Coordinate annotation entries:
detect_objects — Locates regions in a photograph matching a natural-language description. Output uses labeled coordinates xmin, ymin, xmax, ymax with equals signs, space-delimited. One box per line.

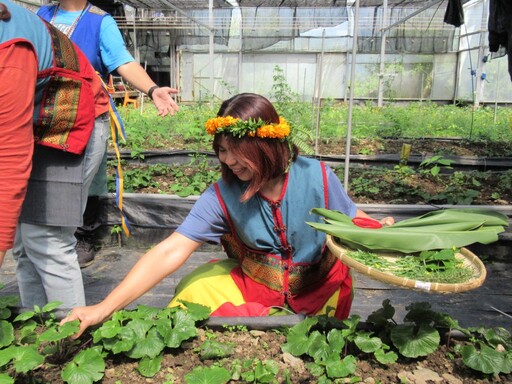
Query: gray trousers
xmin=13 ymin=114 xmax=109 ymax=309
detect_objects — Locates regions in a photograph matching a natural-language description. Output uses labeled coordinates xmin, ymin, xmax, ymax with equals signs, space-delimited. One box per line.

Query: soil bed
xmin=27 ymin=329 xmax=512 ymax=384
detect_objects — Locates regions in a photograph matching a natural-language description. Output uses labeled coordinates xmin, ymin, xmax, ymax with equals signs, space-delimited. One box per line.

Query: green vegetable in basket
xmin=308 ymin=208 xmax=509 ymax=253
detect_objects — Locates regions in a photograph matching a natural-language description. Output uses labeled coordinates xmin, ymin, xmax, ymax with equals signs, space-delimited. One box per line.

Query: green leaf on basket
xmin=307 ymin=208 xmax=508 ymax=253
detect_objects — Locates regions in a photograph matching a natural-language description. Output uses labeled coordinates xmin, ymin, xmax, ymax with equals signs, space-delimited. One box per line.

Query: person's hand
xmin=151 ymin=87 xmax=180 ymax=116
xmin=60 ymin=304 xmax=109 ymax=340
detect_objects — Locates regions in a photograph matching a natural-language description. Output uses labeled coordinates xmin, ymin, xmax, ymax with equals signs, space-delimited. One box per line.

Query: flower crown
xmin=205 ymin=116 xmax=290 ymax=140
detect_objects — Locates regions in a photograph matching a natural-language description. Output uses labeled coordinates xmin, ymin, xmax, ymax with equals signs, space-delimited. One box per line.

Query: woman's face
xmin=219 ymin=137 xmax=252 ymax=181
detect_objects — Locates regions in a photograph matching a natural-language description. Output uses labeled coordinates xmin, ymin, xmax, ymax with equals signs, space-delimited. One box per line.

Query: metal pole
xmin=315 ymin=28 xmax=325 ymax=155
xmin=377 ymin=0 xmax=388 ymax=107
xmin=344 ymin=0 xmax=359 ymax=192
xmin=208 ymin=0 xmax=215 ymax=108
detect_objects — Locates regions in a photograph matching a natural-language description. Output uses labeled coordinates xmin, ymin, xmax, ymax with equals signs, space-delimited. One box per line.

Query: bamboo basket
xmin=327 ymin=235 xmax=487 ymax=293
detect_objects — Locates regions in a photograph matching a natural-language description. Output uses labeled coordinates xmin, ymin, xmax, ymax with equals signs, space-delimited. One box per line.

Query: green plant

TASK STATEMENT →
How many lines of the listing above contain the string "green"? Reply with the number alone.

ANSWER FOR THE TASK →
3